**Given request**
Resize the point coordinates in the items below from the line with "In this photo, where can the bicycle frame" through the end of the items. Write those lines out again, requests included, and multiply each coordinate in the answers by 1.65, rounding to whole numbers with halves going up. Give back only those lines.

**Data to use**
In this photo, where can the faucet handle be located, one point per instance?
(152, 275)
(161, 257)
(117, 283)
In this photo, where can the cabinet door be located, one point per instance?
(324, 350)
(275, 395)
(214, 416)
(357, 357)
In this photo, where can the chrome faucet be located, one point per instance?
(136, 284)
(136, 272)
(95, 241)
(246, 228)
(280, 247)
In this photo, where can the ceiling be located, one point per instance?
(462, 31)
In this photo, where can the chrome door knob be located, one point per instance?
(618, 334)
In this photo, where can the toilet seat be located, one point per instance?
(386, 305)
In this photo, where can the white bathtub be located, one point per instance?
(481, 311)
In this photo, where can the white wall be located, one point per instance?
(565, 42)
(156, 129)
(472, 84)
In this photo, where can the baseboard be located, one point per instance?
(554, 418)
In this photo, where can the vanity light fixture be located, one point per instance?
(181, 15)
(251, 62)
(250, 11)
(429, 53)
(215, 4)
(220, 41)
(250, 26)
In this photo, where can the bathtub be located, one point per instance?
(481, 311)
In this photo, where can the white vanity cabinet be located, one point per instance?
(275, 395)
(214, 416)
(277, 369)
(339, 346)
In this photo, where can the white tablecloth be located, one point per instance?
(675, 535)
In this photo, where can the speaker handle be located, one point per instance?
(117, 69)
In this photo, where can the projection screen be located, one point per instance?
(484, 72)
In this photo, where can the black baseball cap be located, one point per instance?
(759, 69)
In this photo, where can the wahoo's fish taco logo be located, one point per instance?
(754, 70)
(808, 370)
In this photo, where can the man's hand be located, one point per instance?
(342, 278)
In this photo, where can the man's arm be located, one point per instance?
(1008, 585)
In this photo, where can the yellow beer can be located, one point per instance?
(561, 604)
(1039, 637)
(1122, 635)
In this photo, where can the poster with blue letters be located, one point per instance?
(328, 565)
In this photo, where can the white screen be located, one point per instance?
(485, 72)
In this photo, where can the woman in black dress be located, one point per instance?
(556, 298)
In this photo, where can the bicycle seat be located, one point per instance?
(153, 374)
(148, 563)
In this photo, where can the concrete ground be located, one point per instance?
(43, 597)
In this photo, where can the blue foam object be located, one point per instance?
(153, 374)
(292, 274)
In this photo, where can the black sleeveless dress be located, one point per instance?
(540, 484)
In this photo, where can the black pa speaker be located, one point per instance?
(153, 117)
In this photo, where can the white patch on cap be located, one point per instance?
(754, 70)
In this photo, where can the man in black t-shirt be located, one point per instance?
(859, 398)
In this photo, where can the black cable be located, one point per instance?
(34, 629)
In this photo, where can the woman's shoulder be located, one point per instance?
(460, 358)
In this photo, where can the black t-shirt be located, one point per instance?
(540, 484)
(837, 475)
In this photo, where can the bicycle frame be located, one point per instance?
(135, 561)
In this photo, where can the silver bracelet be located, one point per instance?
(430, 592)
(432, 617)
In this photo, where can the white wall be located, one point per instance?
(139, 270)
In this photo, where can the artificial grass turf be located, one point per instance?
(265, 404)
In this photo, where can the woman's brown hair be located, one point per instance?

**The completed task**
In this photo, where can the bicycle frame be located, one point per instance?
(223, 926)
In this photo, where can the silver bracelet be located, one point per instance?
(710, 977)
(713, 1018)
In this photo, where can the white wall be located, one point per instance?
(229, 446)
In this photo, where can the artificial grass turf be located, one point per instance?
(437, 667)
In this photo, where can the woman's brown hair be located, one point per instance?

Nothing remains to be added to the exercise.